Please identify each line of the entries below that contains the word "hair", and copy every such line in full.

## start

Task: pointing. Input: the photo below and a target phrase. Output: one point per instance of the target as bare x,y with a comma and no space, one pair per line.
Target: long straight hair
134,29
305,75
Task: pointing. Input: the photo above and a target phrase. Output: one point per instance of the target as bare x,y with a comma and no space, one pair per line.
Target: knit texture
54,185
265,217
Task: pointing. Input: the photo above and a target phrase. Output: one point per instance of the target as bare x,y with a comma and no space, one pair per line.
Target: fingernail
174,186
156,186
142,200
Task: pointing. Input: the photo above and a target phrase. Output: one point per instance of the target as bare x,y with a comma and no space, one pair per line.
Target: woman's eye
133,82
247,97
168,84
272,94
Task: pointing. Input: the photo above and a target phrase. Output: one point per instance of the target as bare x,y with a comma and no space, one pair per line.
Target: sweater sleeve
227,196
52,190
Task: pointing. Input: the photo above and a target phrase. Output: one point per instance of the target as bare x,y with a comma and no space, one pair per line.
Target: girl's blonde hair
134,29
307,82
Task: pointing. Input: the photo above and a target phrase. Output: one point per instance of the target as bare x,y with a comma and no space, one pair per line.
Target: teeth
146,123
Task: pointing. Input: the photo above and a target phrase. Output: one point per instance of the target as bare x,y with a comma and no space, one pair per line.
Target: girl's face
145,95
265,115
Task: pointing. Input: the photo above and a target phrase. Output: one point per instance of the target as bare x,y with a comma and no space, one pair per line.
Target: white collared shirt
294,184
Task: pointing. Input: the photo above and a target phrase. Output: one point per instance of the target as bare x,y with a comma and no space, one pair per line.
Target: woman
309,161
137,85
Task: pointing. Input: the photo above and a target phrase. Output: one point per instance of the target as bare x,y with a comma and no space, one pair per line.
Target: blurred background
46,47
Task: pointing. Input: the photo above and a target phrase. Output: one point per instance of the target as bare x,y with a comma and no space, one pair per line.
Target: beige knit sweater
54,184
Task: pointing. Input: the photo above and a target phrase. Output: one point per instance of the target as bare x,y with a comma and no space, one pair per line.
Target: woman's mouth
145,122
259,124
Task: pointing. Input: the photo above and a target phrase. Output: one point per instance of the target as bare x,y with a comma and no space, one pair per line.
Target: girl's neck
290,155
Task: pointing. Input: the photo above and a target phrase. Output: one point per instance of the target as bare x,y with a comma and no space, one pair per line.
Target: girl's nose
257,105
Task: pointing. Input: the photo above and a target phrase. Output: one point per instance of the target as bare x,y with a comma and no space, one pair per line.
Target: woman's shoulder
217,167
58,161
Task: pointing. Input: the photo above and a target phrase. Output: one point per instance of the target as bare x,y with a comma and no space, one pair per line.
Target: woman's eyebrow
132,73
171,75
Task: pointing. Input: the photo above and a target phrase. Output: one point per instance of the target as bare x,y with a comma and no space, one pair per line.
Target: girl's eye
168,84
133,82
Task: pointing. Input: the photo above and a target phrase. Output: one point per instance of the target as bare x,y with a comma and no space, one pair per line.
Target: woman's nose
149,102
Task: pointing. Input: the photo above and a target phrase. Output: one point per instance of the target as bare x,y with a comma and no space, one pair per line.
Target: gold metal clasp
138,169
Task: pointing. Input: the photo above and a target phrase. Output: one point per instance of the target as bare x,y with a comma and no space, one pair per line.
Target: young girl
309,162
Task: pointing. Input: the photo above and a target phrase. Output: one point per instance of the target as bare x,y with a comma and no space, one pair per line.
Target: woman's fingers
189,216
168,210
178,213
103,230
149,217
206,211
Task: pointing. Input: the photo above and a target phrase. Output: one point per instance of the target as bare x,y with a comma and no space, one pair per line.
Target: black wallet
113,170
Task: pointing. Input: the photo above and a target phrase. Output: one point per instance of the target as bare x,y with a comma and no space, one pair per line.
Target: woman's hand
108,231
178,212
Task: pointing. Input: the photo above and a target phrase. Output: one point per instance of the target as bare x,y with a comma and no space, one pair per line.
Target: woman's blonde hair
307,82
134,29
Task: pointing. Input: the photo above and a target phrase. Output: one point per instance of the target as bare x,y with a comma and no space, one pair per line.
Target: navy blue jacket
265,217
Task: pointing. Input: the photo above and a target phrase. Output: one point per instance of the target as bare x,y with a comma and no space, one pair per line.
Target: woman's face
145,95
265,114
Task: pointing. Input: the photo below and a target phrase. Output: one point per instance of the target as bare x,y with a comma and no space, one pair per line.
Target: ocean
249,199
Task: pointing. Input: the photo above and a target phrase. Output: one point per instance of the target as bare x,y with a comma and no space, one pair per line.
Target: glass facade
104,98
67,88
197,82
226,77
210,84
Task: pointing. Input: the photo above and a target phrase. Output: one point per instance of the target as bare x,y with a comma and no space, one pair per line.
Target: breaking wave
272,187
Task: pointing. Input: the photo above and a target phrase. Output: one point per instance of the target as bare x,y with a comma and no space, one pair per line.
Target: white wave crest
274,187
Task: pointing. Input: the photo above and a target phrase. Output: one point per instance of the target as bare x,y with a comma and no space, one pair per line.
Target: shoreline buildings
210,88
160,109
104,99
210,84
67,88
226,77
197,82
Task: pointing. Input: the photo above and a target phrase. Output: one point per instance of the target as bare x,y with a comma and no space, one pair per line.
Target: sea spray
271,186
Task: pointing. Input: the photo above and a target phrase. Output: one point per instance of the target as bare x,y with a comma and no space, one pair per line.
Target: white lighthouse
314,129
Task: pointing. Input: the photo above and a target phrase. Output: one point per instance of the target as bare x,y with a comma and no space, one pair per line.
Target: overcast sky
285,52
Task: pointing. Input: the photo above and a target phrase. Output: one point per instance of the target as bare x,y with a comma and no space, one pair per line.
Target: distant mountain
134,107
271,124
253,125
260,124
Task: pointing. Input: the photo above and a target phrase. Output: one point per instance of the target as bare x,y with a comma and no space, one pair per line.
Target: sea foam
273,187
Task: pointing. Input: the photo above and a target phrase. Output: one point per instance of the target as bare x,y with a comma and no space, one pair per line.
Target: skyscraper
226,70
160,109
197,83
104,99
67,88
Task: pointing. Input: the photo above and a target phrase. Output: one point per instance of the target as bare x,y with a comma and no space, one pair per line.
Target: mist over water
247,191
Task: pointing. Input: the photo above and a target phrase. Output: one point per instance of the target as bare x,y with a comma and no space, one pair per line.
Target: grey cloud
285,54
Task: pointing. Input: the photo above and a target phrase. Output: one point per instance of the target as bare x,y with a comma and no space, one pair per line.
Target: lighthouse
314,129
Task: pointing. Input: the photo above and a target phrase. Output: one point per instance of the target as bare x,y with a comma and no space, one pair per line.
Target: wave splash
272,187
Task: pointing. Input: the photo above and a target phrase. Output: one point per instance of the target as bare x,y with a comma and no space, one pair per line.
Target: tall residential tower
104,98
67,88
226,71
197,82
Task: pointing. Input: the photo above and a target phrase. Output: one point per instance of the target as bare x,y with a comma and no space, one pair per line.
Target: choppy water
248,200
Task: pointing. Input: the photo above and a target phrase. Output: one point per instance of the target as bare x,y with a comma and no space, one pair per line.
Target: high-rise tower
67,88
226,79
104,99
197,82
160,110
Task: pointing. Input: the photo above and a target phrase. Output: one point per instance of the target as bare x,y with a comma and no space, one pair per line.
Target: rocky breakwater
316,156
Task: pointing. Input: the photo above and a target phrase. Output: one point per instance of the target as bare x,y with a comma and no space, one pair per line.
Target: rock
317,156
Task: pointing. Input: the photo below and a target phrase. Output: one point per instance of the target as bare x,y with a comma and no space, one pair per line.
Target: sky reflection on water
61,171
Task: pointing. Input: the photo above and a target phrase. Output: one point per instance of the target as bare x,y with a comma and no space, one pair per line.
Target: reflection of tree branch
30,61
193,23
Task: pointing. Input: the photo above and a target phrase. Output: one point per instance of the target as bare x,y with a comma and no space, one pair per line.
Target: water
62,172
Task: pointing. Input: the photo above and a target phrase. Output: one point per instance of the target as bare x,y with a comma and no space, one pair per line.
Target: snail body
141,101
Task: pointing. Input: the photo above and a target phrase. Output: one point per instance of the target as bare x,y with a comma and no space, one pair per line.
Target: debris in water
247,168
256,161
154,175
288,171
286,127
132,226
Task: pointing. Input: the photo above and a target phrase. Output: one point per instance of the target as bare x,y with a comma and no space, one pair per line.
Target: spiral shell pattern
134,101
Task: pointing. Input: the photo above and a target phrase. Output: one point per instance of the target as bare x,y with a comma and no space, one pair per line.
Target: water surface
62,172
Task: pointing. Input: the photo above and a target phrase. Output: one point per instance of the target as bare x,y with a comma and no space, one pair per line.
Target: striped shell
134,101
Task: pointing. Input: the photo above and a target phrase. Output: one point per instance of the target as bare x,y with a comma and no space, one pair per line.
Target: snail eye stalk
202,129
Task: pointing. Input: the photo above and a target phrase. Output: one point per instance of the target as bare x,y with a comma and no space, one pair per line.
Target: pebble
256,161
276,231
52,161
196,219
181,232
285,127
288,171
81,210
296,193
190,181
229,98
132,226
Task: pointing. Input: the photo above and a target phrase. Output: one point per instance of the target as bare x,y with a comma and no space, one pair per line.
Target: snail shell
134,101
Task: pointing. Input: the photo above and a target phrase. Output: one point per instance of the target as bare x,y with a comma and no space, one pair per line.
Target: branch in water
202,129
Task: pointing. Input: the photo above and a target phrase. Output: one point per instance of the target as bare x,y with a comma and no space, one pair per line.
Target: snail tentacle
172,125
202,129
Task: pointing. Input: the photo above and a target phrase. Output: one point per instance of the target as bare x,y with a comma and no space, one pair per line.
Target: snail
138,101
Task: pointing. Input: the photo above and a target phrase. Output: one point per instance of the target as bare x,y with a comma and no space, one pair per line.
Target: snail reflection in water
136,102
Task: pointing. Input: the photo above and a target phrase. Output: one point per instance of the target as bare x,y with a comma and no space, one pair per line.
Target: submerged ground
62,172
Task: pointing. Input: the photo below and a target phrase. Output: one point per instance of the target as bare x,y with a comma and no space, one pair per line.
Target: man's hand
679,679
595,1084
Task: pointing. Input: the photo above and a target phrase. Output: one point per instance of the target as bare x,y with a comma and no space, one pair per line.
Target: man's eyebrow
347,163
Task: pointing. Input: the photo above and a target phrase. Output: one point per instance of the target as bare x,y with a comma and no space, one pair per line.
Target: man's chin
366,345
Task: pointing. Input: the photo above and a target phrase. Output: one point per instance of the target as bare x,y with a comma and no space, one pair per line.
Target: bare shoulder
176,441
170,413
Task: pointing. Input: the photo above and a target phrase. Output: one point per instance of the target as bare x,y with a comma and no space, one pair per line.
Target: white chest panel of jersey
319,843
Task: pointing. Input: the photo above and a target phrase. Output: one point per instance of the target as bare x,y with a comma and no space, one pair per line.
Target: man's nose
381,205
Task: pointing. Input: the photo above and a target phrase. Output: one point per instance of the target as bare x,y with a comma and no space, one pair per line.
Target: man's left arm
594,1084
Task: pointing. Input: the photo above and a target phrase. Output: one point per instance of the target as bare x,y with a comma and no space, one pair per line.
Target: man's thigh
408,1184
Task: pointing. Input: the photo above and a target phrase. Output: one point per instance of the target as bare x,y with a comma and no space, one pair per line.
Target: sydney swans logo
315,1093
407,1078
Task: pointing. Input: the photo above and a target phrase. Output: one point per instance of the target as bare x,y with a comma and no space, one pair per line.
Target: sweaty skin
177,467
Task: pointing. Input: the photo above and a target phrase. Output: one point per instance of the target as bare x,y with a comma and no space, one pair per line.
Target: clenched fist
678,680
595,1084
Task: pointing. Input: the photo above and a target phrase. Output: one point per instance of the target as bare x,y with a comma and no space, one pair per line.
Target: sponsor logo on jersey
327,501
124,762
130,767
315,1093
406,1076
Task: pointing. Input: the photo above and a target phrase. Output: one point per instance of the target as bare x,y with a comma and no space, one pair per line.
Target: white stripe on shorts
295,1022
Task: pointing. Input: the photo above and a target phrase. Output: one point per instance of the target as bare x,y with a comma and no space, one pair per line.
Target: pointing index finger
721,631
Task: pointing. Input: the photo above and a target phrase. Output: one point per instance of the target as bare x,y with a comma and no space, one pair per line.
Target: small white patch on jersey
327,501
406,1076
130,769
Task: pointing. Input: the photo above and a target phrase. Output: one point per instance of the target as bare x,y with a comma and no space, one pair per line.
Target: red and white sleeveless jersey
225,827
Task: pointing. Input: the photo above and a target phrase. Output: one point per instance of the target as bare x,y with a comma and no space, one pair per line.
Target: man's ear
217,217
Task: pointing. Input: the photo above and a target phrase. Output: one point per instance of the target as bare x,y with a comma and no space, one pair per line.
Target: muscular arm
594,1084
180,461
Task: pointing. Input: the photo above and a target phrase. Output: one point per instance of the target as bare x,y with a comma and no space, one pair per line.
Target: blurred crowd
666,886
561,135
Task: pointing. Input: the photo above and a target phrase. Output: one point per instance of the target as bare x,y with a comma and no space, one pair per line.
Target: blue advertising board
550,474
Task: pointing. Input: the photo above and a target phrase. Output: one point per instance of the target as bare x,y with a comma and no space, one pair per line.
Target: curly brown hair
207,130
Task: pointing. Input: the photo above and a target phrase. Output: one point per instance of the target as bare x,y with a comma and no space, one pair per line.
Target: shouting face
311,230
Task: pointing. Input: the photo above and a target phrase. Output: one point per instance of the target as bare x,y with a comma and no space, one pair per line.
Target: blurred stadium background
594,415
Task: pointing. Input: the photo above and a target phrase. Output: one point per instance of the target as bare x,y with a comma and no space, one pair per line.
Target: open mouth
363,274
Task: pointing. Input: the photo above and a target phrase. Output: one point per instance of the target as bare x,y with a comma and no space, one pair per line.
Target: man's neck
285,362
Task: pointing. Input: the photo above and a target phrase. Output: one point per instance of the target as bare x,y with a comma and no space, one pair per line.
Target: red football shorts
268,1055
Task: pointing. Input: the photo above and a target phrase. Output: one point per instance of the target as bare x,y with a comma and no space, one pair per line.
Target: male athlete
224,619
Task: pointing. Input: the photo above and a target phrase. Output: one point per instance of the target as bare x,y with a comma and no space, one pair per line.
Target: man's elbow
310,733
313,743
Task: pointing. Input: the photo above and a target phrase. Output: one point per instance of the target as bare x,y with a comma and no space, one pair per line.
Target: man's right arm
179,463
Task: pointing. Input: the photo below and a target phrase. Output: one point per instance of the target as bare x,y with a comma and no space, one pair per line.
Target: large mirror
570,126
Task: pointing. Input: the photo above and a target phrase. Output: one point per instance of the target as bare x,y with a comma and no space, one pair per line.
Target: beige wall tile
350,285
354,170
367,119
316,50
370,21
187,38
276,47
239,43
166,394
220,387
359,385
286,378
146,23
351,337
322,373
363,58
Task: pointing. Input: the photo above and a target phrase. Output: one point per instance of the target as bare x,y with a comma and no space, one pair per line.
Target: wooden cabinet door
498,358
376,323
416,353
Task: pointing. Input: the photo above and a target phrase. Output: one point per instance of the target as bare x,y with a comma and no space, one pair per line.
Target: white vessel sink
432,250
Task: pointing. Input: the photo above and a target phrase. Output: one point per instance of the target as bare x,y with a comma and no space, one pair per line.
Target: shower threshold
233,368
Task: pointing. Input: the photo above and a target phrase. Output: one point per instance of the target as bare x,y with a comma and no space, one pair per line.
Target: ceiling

## end

The solution
Target: long straight hair
Target: girl's blonde hair
Target: woman's blonde hair
Target: curly brown hair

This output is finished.